Au-delà de la question du Pass sanitaire, les contrôles d’identité qui accompagnent la vérification de la validité du document, notamment à Toulouse plages, ne passent pas auprès de certains usagers. Ces dernières dénoncent des contrôles abusifs et illégaux. Qu’en est-il ?
Afin de s’assurer de la concordance entre le Pass sanitaire et l’identité de son détenteur, de nombreux organisateurs d’événements opèrent des vérifications d’identité. C’est le cas, notamment, de Toulouse plages où les agents chargés de la sécurité demandent aux personnes souhaitant accéder aux animations déployées sur la Prairie des Filtres, de présenter un document justifiant de leur identité. Une démarche qui a choqué certains usagers. Ces derniers s’étonnent du zèle de ces employés et s’interrogent sur la légalité de cette pratique.
« Ce n’est pas un contrôle au sens pénal mais une simple vérification d’identité. Il n’y a aucune conséquence administrative et il n’est pas obligatoire de justifier de son identité avec une carte d’identité. N’importe quel document où figure le nom et la photo de la personne, comme une carte de métro ou d’étudiant, suffit », nuance la mairie de Toulouse qui rappelle que cette mesure fait partie des instructions données par le gouvernement dans le cadre de la mise en œuvre du Pass sanitaire.
« Toute preuve sanitaire doit être vérifiée avec un justificatif d’identité afin de s’assurer de la concordance entre la preuve sanitaire présentée et l’identité du participant. Il ne s’agit pas d’un contrôle de relevé ou de vérification au sens du code pénal », formule d’ailleurs le gouvernement dans une Foire aux questions à l’usage des professionnels.

→ **CONSIGNE**:
Reprenez le passage du texte sur les contrôles liés au Pass sanitaire, en commençant aux mots « Au-delà de la » et en vous arrêtant après « Qu’en est-il ? ». Substituez-y « visiteurs » à « usagers ». Les lignes ne jouent aucun rôle dans ce travail.

→ **LIGNES FOURNIES**:
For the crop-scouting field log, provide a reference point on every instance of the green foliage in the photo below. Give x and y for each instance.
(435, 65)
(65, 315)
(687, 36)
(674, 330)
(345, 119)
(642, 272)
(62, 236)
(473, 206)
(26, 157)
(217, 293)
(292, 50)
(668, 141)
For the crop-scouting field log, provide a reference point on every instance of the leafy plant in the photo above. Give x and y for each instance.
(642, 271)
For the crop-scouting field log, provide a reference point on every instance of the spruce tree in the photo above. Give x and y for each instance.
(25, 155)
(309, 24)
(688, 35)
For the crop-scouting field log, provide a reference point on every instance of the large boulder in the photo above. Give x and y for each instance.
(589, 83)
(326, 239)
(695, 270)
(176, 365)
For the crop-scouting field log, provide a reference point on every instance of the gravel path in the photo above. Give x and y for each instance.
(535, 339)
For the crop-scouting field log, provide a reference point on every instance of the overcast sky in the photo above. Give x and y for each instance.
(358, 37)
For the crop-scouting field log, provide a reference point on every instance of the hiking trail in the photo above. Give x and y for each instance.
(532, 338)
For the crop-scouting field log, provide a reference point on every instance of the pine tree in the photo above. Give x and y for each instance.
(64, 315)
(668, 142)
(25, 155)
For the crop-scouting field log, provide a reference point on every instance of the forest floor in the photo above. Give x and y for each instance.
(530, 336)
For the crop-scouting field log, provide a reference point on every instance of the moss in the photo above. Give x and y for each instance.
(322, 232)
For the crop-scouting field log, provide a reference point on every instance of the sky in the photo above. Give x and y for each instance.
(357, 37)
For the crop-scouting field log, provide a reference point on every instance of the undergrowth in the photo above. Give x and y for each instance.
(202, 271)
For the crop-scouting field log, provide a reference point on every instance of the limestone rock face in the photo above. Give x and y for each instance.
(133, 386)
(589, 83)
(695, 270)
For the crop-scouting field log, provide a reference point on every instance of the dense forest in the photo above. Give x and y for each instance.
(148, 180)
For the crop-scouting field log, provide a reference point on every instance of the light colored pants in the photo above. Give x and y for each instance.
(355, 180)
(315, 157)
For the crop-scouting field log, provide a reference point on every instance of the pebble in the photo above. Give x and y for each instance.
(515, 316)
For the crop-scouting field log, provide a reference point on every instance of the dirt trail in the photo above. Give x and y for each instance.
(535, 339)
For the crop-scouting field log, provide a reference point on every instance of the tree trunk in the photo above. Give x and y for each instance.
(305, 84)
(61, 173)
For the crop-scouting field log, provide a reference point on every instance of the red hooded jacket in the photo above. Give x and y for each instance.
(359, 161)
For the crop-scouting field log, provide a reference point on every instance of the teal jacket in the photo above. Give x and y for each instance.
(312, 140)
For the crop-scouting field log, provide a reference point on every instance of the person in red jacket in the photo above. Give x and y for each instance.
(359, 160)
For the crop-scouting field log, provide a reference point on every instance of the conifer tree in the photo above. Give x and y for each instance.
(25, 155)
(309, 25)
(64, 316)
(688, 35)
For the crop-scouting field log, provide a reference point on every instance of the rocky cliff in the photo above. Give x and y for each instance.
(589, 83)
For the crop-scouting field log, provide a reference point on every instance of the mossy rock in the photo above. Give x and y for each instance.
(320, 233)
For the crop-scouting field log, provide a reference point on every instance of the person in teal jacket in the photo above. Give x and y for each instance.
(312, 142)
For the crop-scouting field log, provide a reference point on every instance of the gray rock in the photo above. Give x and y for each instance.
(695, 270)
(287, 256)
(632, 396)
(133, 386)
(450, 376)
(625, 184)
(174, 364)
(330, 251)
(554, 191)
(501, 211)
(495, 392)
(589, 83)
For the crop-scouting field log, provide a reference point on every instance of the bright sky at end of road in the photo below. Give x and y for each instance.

→ **RÉPONSE**:
Au-delà de la question du Pass sanitaire, les contrôles d’identité qui accompagnent la vérification de la validité du document, notamment à Toulouse plages, ne passent pas auprès de certains visiteurs. Ces dernières dénoncent des contrôles abusifs et illégaux. Qu’en est-il ?